━━━━━ Records for the task ━━━━━
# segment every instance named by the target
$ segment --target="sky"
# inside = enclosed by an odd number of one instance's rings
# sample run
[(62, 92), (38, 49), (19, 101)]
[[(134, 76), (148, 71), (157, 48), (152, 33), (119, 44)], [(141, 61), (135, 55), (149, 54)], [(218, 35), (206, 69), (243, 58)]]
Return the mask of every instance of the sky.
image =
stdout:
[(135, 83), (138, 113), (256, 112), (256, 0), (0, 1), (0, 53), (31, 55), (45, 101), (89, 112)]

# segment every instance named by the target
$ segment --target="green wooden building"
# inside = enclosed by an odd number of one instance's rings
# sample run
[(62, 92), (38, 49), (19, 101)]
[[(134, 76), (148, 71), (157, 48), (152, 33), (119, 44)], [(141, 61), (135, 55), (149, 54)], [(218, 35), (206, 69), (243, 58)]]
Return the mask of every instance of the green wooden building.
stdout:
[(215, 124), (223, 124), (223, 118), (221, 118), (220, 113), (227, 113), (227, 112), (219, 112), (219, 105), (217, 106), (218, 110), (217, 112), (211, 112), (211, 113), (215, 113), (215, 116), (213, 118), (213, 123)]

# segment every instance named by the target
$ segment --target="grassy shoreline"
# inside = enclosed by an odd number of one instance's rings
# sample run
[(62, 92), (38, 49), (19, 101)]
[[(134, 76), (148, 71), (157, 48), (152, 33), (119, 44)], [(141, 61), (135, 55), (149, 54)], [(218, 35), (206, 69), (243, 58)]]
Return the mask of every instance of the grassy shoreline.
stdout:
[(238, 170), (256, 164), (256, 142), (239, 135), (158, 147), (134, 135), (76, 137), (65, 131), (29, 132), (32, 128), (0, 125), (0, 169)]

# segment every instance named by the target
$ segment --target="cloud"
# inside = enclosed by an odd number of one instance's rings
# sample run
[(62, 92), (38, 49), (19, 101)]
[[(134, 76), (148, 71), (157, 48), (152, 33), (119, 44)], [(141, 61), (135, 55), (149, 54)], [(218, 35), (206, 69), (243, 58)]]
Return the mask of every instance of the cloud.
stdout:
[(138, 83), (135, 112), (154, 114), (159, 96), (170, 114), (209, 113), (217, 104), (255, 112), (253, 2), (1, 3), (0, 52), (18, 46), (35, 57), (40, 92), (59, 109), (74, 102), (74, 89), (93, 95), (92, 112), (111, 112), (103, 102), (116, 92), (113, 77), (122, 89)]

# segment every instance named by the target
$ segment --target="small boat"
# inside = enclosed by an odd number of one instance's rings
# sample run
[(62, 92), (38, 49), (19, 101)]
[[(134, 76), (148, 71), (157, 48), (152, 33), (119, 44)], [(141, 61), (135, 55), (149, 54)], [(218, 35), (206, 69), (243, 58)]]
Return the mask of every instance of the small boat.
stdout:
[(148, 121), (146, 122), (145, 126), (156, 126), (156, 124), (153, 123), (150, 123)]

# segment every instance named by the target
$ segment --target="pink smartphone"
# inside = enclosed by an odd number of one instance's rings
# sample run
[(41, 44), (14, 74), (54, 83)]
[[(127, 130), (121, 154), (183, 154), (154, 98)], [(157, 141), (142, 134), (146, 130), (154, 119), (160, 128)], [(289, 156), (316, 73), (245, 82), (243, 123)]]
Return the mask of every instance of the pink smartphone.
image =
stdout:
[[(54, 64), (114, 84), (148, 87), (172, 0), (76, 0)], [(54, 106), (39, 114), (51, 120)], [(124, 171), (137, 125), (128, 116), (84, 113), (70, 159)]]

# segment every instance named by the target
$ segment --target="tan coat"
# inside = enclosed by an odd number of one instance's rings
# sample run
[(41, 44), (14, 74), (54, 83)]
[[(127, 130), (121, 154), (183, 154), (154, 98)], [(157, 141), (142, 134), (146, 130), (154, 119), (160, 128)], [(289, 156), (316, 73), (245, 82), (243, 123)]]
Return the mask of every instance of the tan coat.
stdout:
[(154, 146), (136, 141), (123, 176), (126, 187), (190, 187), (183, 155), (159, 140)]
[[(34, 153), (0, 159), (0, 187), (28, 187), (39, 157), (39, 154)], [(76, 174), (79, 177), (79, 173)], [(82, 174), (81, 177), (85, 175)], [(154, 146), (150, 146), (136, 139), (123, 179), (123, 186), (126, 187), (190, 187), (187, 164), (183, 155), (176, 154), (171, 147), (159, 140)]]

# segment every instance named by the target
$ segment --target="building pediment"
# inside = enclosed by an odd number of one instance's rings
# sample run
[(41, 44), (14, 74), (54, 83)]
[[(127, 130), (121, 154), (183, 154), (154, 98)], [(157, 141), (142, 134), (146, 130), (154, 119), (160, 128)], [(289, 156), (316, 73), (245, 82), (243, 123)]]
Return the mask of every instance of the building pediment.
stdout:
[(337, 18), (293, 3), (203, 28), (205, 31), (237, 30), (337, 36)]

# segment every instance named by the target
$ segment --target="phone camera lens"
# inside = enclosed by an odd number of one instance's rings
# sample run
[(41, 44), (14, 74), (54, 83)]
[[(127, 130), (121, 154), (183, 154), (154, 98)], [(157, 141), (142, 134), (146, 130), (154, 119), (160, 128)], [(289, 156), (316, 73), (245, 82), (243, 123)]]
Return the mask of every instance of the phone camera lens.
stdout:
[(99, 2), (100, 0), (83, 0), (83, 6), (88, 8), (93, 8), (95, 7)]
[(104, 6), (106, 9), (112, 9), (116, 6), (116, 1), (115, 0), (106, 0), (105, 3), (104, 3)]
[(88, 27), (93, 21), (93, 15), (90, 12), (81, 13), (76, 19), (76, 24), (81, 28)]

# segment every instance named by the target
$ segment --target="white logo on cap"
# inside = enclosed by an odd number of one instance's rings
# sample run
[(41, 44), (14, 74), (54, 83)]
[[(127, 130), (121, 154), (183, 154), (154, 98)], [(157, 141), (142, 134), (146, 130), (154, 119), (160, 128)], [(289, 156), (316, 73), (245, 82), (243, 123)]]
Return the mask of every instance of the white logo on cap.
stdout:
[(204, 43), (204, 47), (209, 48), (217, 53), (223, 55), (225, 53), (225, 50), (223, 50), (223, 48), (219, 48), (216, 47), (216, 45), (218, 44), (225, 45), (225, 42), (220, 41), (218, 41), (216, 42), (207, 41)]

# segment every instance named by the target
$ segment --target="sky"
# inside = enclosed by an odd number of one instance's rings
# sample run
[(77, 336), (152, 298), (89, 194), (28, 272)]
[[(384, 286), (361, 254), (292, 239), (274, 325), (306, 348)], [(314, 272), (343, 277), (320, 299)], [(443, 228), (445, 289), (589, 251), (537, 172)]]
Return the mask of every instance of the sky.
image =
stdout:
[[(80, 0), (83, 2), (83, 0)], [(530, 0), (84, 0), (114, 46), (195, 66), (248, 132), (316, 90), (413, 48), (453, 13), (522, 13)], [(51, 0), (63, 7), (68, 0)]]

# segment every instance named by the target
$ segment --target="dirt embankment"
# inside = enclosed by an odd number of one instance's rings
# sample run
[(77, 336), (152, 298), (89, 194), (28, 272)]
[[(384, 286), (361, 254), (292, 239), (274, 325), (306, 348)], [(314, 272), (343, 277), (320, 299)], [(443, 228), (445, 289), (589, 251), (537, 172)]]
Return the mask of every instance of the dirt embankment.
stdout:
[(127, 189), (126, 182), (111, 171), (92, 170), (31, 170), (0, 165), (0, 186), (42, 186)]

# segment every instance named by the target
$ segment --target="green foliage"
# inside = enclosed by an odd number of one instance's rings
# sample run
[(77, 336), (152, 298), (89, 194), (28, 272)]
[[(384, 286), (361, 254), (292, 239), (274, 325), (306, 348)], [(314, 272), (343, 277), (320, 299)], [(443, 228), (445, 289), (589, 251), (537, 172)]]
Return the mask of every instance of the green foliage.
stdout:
━━━━━
[Requirements]:
Can you format the records, from their first line through the line that contains "118), (213, 123)]", as a JSON list of strings with one string per line and blank lines left out?

[Worked answer]:
[
  "# segment every instance named by the target",
  "$ segment --target=\"sky\"",
  "# inside = enclosed by an odd number of one instance's rings",
  "# sample run",
  "[(62, 92), (38, 49), (19, 101)]",
  "[[(134, 76), (148, 71), (157, 48), (152, 33), (119, 44)], [(141, 61), (135, 55), (149, 54)], [(218, 35), (206, 69), (243, 58)]]",
  "Return the mask of every instance of the sky.",
  "image =",
  "stdout:",
  "[(135, 83), (138, 113), (256, 112), (256, 0), (0, 1), (0, 53), (31, 55), (45, 101), (89, 112)]",
  "# segment every instance named by the target",
  "$ segment --target=\"green wooden building\"",
  "# inside = enclosed by an odd number of one instance's rings",
  "# sample run",
  "[(62, 92), (38, 49), (19, 101)]",
  "[[(134, 76), (148, 71), (157, 48), (152, 33), (119, 44)], [(141, 61), (135, 55), (149, 54)], [(218, 35), (206, 69), (243, 58)]]",
  "Return the mask of every instance of the green wooden building.",
  "stdout:",
  "[(215, 124), (223, 124), (223, 118), (221, 118), (220, 113), (227, 113), (227, 112), (219, 112), (219, 105), (217, 106), (218, 110), (217, 112), (211, 112), (211, 113), (215, 113), (215, 116), (213, 118), (213, 123)]"
]